▸ Aim: Without the images, output each record below as it stands.

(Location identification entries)
--

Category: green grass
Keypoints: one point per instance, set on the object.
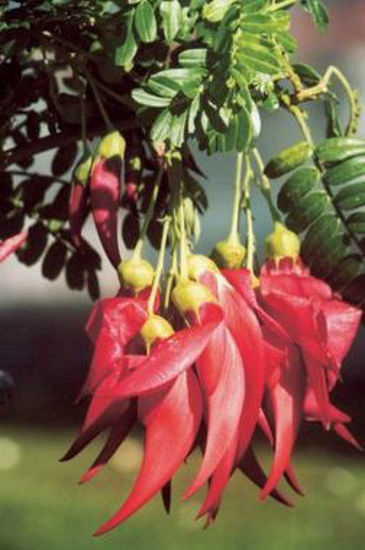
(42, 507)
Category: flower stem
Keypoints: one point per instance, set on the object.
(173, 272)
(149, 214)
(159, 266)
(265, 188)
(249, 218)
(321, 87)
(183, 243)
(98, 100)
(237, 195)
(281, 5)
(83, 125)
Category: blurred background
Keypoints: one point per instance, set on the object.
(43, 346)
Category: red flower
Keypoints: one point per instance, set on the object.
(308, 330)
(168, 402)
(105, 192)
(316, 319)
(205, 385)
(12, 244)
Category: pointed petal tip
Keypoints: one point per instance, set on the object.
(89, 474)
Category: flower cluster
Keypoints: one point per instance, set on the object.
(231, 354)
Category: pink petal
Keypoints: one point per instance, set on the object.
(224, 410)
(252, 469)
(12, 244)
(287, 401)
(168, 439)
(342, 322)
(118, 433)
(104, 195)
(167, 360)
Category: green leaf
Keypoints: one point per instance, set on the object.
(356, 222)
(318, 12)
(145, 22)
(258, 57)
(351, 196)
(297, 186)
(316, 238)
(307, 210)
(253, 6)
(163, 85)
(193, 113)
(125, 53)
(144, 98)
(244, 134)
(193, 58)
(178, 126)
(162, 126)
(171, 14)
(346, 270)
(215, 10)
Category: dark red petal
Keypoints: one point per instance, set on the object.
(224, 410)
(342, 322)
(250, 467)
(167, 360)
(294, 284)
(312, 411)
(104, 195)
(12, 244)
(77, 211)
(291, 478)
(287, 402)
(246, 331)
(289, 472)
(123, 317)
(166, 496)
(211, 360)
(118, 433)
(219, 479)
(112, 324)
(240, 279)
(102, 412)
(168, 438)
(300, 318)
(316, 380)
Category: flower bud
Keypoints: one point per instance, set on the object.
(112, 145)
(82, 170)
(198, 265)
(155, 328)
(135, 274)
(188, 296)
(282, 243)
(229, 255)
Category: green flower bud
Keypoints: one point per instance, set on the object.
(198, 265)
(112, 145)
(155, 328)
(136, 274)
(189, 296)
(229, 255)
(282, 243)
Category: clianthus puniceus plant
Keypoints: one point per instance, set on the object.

--

▸ Full output:
Category: green grass
Keypoints: one point per instance, set on the object.
(42, 507)
Category: flower stem
Keypoints: one point per instance, set on the object.
(173, 272)
(149, 214)
(159, 266)
(265, 188)
(249, 218)
(321, 87)
(183, 243)
(98, 100)
(237, 195)
(281, 5)
(83, 125)
Category: blurred background
Keypoints: one point per instance, set on the object.
(43, 346)
Category: red flower
Keypoints: one point per instance, set on the object.
(308, 330)
(168, 402)
(105, 192)
(316, 319)
(205, 385)
(12, 244)
Category: pointed petal tip
Keypoints: one point per instance, set on the object.
(89, 474)
Category: flower cluster
Keypoints: one point per instance, set on the object.
(231, 354)
Category: pink petal
Keypoints: one point per instance, set on the object.
(224, 410)
(252, 469)
(12, 244)
(287, 401)
(168, 439)
(342, 322)
(118, 433)
(104, 195)
(167, 360)
Category: green leaf
Keypoints: one point per instance, set on the object.
(356, 222)
(318, 12)
(145, 22)
(258, 57)
(351, 196)
(297, 186)
(316, 238)
(307, 210)
(253, 6)
(163, 85)
(193, 113)
(125, 53)
(144, 98)
(244, 134)
(193, 58)
(178, 126)
(162, 126)
(171, 14)
(346, 270)
(215, 10)
Category: dark red petal
Keypoints: one point per instance, set on the object.
(224, 410)
(342, 322)
(250, 467)
(167, 360)
(294, 284)
(312, 411)
(104, 195)
(12, 244)
(77, 211)
(291, 478)
(287, 402)
(246, 331)
(289, 472)
(123, 317)
(166, 496)
(211, 360)
(118, 433)
(219, 479)
(112, 324)
(240, 279)
(102, 412)
(168, 438)
(300, 318)
(316, 380)
Category: flower bud
Keypoints: one point per instance, set on the object.
(112, 145)
(82, 170)
(198, 265)
(155, 328)
(135, 274)
(188, 296)
(282, 243)
(229, 255)
Category: green flower bud
Keypoints: one point per instance, set on the object.
(198, 265)
(112, 145)
(155, 328)
(136, 274)
(189, 296)
(229, 255)
(282, 243)
Category: clianthus puniceus plant
Keypoints: one point per instance, set on the object.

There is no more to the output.